_PROBLEM TO WORK ON_
Copy out all of the material exactly as presented.

— BEGIN PROVIDED ENTRIES —

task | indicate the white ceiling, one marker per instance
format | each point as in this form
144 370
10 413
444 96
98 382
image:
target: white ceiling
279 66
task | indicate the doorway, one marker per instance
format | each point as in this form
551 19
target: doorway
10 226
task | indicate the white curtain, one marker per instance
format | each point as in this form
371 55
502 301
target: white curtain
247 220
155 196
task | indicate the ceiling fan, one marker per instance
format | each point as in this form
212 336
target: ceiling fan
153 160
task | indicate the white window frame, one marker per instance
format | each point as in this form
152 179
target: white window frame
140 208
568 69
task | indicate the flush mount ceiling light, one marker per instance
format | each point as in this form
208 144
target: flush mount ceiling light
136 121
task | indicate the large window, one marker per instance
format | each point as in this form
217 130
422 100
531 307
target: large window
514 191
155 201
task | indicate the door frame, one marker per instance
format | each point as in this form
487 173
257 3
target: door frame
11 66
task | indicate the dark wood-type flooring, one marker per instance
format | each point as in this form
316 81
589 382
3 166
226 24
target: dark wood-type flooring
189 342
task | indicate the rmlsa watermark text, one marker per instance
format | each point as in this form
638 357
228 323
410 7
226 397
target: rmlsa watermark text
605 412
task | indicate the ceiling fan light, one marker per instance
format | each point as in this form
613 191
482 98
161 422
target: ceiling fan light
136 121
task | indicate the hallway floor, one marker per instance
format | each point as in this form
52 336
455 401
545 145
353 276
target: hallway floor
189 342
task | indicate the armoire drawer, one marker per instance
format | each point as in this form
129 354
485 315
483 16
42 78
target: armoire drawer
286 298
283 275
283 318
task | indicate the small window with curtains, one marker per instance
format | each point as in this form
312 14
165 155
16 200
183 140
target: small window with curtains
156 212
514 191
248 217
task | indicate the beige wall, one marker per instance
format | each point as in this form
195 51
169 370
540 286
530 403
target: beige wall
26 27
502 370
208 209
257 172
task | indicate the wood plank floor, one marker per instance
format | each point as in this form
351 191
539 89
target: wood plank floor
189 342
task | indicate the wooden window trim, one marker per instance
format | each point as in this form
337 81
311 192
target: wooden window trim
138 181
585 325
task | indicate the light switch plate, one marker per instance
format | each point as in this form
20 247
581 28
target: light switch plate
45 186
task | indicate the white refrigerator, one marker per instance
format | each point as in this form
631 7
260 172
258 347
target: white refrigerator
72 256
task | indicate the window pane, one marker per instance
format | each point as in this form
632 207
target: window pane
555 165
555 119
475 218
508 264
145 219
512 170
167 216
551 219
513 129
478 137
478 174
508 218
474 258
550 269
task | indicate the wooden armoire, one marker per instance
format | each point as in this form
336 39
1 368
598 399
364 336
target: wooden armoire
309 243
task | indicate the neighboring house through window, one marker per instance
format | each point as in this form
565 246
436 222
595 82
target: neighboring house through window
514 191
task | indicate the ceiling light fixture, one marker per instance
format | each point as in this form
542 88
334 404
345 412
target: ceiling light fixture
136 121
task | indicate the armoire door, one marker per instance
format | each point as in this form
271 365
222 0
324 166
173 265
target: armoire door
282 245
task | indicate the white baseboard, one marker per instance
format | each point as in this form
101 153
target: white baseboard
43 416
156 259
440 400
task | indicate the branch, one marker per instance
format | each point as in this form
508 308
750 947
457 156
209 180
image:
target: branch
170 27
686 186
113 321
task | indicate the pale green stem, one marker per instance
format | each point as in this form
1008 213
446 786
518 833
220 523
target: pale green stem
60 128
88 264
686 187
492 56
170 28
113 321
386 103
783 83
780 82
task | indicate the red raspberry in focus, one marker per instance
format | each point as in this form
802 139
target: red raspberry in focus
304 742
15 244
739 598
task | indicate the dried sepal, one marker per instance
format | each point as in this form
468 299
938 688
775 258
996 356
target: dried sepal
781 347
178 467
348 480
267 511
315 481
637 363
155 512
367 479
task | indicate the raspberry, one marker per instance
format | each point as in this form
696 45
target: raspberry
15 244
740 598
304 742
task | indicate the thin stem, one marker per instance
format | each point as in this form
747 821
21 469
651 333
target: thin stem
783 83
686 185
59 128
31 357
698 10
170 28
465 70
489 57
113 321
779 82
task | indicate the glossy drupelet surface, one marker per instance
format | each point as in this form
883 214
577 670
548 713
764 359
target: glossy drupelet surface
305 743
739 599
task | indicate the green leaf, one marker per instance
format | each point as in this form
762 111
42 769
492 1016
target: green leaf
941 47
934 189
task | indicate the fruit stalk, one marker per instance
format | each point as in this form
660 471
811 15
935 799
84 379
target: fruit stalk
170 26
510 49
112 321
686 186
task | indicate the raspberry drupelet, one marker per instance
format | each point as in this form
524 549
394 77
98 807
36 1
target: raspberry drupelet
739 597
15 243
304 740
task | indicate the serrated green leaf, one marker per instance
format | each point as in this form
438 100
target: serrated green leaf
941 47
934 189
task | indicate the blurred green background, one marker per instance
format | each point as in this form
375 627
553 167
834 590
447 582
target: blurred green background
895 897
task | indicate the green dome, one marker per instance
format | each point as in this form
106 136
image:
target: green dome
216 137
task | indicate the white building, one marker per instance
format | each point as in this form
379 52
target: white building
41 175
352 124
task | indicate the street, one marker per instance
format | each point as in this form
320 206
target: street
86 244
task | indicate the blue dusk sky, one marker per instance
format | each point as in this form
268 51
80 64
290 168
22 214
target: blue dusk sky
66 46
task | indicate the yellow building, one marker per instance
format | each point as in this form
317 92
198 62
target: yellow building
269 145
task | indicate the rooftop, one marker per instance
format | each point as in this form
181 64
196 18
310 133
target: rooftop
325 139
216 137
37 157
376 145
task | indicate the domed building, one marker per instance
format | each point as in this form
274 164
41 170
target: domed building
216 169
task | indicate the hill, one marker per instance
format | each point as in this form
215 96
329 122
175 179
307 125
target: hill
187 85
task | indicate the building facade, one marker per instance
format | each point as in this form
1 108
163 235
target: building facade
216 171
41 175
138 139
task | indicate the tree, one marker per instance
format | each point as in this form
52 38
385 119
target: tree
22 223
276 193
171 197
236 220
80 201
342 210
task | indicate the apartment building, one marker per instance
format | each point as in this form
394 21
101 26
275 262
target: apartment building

— END PROVIDED ENTRIES —

_CORRECT RESULT_
task | indicate the white ceiling, one marker per instance
format | each point as in this form
144 370
10 413
444 96
98 382
image:
target: white ceiling
279 66
task | indicate the doorway, one marker per instance
format | each point as in this form
551 19
target: doorway
10 226
task | indicate the white curtain, one marker per instance
format | each point as in this form
371 55
502 301
target: white curtain
247 220
155 196
task | indicate the ceiling fan, one marker per instance
format | each point as in this form
212 336
target: ceiling fan
153 160
task | indicate the white window frame, one marker per instance
format | each point as in this form
152 179
target: white window frame
140 208
568 69
task | indicate the flush mount ceiling light, one marker per instance
format | each point as in this form
208 144
target: flush mount ceiling light
136 121
task | indicate the large window, one marker per instance
format | each point as in this form
217 130
422 100
531 307
target: large window
514 191
155 201
task | indicate the door frame, one marker per instance
format | each point as in this form
487 173
257 3
target: door frame
11 66
task | indicate the dark wood-type flooring, one marker per instance
format | each point as in this form
316 81
589 382
3 166
226 24
target: dark wood-type flooring
189 342
task | indicate the rmlsa watermark text, one marker per instance
format | each point as in this form
638 357
228 323
410 7
226 397
target: rmlsa watermark text
605 412
task | indicate the ceiling fan light, one marker per instance
format | each point as in this form
613 191
482 98
161 422
target: ceiling fan light
136 121
task | indicate the hallway floor, one marker per instance
format | each point as in this form
52 336
455 401
545 145
353 276
target: hallway floor
189 342
task | indicate the armoire drawer, one marker per instance
format | each point as in this form
129 354
485 315
483 16
42 78
target: armoire drawer
286 298
283 275
283 318
task | indicate the small window with curtains, one marker per instance
format | each point as in this form
312 14
165 155
16 200
183 140
target: small window with curtains
156 212
514 191
248 217
task | indicate the beige wall, one marker per instance
format | each point as in this form
195 51
169 370
540 286
530 403
target: beige wall
26 27
502 370
208 209
257 172
task | indicate the wood plank floor, one marker per instance
format | each point as in this form
351 191
539 89
target: wood plank floor
189 342
task | indicate the wooden window trim, one marker per instance
format | each point as in this form
337 81
311 192
target: wooden window trim
138 181
585 325
task | indicate the light switch plate, one marker per instance
format | each point as in this form
20 247
581 28
target: light switch plate
45 186
task | indicate the white refrigerator, one marker per instance
format | each point as in this form
631 7
260 172
258 347
target: white refrigerator
72 256
task | indicate the window pane, one marker per instance
format | each point as in this form
632 207
target: window pane
555 165
555 119
475 218
508 264
145 219
512 170
167 216
551 219
513 129
478 137
478 174
508 218
474 258
550 269
task | indicate the wooden armoire, one marker per instance
format | each point as in this form
336 39
1 368
598 399
364 336
target: wooden armoire
309 243
task | indicate the neighboring house through window, one marker per instance
format | each point as in this form
565 246
436 222
595 82
target: neighboring house through window
514 191
task | indicate the ceiling light fixture, one marker per instance
format | each point as in this form
542 88
334 404
345 412
target: ceiling light fixture
136 121
task | indicate the armoire door, one marker per instance
format | each point as in this form
271 365
222 0
324 166
173 265
target: armoire door
282 245
task | indicate the white baseboard, one marker per instance
format | each point as in this form
101 153
target: white baseboard
43 416
156 259
440 400
task | indicate the branch, one marker per instance
format | each point as in this form
508 308
750 947
457 156
209 180
image:
target: branch
170 27
686 186
113 321
task | indicate the pale green stem, one marker per instance
format | each point as in this form
1008 213
446 786
518 833
220 523
target: pale green stem
60 128
88 264
686 187
492 56
170 28
113 321
386 103
783 83
780 82
task | indicate the red raspberry in focus, one marker per instance
format | each point as in this form
802 139
target: red raspberry in focus
304 742
15 244
739 598
task | indicate the dried sepal, one marker per instance
format | each point as in this form
468 299
938 688
775 258
996 356
target: dried sepal
781 347
178 467
348 480
267 511
315 481
637 363
155 512
367 479
task | indicate the raspberry, one marker per instance
format | each point as in this form
696 45
target: raspberry
15 244
740 598
304 742
task | indicate the thin stem, one marker per instance
format | each point as in this form
747 821
21 469
651 333
target: thin stem
783 83
686 185
59 128
31 357
698 10
170 28
465 70
489 57
113 321
779 82
task | indicate the glossy drupelet surface, one marker per instance
format | each point as in this form
883 214
577 670
548 713
764 359
target: glossy drupelet surface
305 743
739 599
task | indicate the green leaf, one marker per instance
format | each point as in this form
762 111
42 769
492 1016
target: green leaf
941 47
934 189
task | indicate the fruit stalk, one marker per instance
format | each point as in this form
660 471
811 15
935 799
84 379
target: fruit stalk
170 26
510 49
112 321
686 186
task | indicate the raspberry drupelet, one marker per instance
format | each point as in this form
524 549
394 77
98 807
36 1
target: raspberry drupelet
739 597
15 243
304 740
task | indicate the serrated green leaf, one marker per instance
format | each point as in this form
438 100
target: serrated green leaf
941 47
934 189
task | indicate the blurred green background, one marker per instance
format | each point as in this form
375 627
553 167
834 590
447 582
target: blurred green background
895 897
task | indicate the green dome, one marker per instance
format | each point as in this form
106 136
image:
target: green dome
216 137
task | indicate the white building, one marker per instance
format | each point as in this form
379 52
target: white building
41 175
352 124
task | indicate the street, one marker per instance
format | each point as in this form
320 206
target: street
86 244
task | indicate the blue dusk sky, one marker per instance
format | each point as in this form
268 51
80 64
290 168
22 214
target: blue dusk sky
66 46
task | indicate the yellow building, one marker per instance
format | each point as in this form
317 92
198 62
target: yellow building
269 145
task | indicate the rooftop, one marker per instance
format | each point as in this form
181 64
196 18
310 133
target: rooftop
325 139
216 137
37 157
376 145
task | indicate the domed building, one marker per instance
format | each point as in this form
274 164
41 170
target: domed building
216 169
task | indicate the hill, one marker per instance
format | each point as in this form
215 96
329 122
175 179
307 125
target: hill
187 85
task | indicate the building facade, one marker per instance
format | each point as in this form
1 108
163 235
target: building facade
216 171
41 175
138 139
task | indicate the tree, one marker per instance
format | each point as in this form
52 38
385 119
target: tree
22 223
276 193
171 197
236 220
80 201
342 210
task | indicate the apartment building, one marker per instance
format | each point as in this form
394 21
101 26
275 262
target: apartment building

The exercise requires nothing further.